= Written request 1 =
Write out the passage of the article on Israel's hidden tunnels from "Hezekiah’s Tunnels" to "use in water.", copying it word for word.

= Extract provided =
Explore Israel's Ancient Wonderland - Venture Off The Beaten Path, Visiting Four Hidden TunnelsAs if you needed another reason why to put Israel on your ultimate bucket list, we’ve got one for you. We all know that Israel is rich with many off the beaten path destinations, but what many travelers don’t know is that there are plenty of hidden tunnels that are waiting to be discovered over and over again. The country boasts four hidden underground tunnels that are a must-see on your travel list for 2019 and we’ve got them listed right here for you.

Explore Israel's Ancient Wonderland - Venture Off The Beaten Path, Visiting Four Hidden Tunnels

The Western Wall Tunnels

The Western Wall Tunnel is an underground tunnel exposing the full length of the Western Wall. It is also one of the most magnificent and significant remnants in Jerusalem from the days of the Second Temple. The master course, the largest stones used to build Temple Mount, are exposed in the tunnels.

It’s without a doubt that you will be transported back through centuries as the complex underground tunnel can be accessed by a guided tour. That’s where guests can walk in subterranean spaces with the most astonishing archeological findings. There you can find yourself in front of large stone arches, water pits, an underground synagogue, an ancient water aqueduct that ends at the Strouthion Pool
and so much more.

Hezekiah’s Tunnels

The Siloam Tunnel, also known as Hezekiah’s Tunnel is a water channel that was carved beneath the City of David in Jerusalem in ancient times. The water has flown through the time of the prophets. Waddling your way through water in a deep underground tunnel dating back a few thousand years is a highly unusual experience, but one that is definitely worth it. With that being said, prepare to get wet up to your knees, and wear shoes which are suitable to use in water.

Herodium National Park

Dating back from the first century BCE, King Herod challenged the forces of nature to create Herodium. It is one of Herod the Great’s most ambitious building projects, served the Judean King and is best known in Israel as Herodion and in Arabic as Jabal al-Fureidis. It’s actually a cone-shaped hill, 12 kilometers south of Jerusalem and 5 kilometers southeast of Bethlehem, in the Judaean Desert, West Bank.

= Input for this task =
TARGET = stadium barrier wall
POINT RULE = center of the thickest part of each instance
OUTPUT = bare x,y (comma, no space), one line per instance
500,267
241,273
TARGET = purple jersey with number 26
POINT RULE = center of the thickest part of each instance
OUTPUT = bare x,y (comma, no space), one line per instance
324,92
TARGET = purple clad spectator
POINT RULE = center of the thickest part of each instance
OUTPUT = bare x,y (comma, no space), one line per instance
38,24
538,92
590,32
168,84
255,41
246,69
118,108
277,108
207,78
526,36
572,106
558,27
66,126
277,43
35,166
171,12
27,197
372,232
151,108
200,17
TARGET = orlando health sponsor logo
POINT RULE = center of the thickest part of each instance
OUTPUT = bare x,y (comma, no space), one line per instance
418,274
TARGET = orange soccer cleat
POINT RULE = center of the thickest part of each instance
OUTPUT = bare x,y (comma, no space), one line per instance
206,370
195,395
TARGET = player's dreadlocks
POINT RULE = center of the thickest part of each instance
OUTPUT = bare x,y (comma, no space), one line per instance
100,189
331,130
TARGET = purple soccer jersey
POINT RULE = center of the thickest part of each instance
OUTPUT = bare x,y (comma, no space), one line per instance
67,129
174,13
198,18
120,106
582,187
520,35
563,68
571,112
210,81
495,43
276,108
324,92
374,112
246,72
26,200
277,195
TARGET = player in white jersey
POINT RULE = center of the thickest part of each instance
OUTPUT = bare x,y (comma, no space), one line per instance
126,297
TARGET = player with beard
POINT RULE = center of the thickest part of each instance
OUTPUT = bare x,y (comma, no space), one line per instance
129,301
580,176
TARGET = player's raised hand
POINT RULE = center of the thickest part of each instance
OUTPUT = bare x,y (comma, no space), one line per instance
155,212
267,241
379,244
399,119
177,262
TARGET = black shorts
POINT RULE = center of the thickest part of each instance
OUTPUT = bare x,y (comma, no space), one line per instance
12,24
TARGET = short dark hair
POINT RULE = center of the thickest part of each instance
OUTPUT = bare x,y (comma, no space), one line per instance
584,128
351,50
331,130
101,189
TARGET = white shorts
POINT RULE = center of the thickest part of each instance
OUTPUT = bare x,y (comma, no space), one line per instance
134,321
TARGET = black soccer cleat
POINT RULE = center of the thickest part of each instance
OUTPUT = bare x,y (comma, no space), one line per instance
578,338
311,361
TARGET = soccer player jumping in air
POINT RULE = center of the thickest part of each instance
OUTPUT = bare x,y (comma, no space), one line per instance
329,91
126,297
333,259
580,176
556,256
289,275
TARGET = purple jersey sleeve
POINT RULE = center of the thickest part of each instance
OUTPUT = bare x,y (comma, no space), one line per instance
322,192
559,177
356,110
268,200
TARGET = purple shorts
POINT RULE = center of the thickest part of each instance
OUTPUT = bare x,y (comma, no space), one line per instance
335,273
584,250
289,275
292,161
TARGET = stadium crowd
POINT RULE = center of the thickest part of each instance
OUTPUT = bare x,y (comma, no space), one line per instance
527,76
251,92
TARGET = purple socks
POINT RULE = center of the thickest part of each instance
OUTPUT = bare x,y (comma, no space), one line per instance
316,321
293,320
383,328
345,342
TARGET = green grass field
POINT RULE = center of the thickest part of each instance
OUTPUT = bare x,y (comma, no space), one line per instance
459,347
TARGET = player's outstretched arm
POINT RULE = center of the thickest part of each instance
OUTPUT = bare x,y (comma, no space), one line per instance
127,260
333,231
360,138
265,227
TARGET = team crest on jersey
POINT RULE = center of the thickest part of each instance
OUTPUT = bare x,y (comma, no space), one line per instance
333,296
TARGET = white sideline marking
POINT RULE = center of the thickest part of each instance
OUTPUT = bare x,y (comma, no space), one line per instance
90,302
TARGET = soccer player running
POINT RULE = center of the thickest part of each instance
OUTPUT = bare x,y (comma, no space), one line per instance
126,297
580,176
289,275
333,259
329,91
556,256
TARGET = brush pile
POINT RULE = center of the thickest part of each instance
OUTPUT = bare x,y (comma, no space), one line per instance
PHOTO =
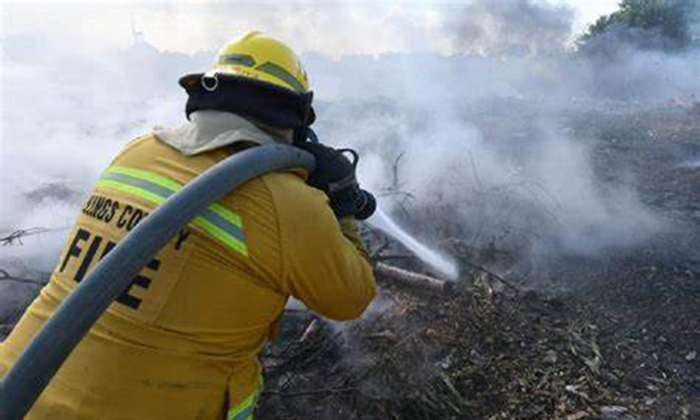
622,352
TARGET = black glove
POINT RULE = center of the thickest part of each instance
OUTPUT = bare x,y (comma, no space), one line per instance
335,175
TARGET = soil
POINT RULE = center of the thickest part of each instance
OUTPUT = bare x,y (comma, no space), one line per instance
614,337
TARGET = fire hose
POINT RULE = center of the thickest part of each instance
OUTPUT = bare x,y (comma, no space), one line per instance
41,359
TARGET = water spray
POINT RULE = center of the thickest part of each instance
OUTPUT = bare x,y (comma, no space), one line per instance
433,258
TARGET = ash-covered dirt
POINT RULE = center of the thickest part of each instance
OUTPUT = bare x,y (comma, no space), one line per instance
611,336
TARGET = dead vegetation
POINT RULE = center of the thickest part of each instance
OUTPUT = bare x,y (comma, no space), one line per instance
613,337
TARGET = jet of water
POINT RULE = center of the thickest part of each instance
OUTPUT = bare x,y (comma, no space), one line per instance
382,221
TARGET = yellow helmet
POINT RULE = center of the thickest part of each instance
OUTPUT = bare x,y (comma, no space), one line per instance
261,57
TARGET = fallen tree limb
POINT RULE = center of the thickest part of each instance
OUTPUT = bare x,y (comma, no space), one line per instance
412,279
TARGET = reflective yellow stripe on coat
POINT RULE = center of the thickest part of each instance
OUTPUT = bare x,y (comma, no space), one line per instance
246,409
217,220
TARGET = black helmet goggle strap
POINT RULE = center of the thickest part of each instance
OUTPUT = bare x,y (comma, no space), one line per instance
272,105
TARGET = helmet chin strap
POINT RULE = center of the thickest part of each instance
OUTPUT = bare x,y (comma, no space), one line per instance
305,133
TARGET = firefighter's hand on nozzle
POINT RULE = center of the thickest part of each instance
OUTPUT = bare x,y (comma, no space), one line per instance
335,175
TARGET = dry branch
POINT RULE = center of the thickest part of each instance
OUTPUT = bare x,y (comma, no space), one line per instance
411,278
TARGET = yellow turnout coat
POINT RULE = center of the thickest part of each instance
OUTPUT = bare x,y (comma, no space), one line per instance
182,342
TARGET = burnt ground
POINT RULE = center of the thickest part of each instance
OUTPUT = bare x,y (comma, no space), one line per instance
610,337
615,337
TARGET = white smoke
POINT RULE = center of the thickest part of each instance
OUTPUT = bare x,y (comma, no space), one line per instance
66,113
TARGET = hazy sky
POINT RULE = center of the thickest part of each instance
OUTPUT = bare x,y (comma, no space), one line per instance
330,27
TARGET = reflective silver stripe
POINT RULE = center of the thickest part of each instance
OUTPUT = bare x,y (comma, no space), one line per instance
160,191
137,182
223,224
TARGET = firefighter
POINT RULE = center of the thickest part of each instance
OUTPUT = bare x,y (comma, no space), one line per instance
183,341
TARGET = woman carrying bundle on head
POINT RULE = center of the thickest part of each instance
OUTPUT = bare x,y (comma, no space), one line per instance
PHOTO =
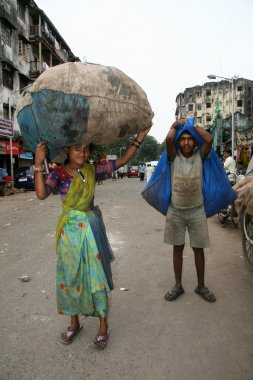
83,274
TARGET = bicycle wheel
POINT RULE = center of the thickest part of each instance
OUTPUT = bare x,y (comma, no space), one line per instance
223,215
247,239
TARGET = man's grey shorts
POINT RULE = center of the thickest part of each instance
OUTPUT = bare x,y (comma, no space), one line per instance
194,219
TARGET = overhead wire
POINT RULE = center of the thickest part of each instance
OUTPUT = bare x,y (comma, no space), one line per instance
138,26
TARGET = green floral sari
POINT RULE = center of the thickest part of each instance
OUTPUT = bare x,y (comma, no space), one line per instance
81,283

= Written request 2 =
Pull out every line of the records that contains the string "stripe", with case counting.

= Full solution 1 =
Hezekiah’s Tunnels

The Siloam Tunnel, also known as Hezekiah’s Tunnel is a water channel that was carved beneath the City of David in Jerusalem in ancient times. The water has flown through the time of the prophets. Waddling your way through water in a deep underground tunnel dating back a few thousand years is a highly unusual experience, but one that is definitely worth it. With that being said, prepare to get wet up to your knees, and wear shoes which are suitable to use in water.

= Full solution 2 =
TARGET = reflective yellow stripe on coat
TARGET = reflective silver stripe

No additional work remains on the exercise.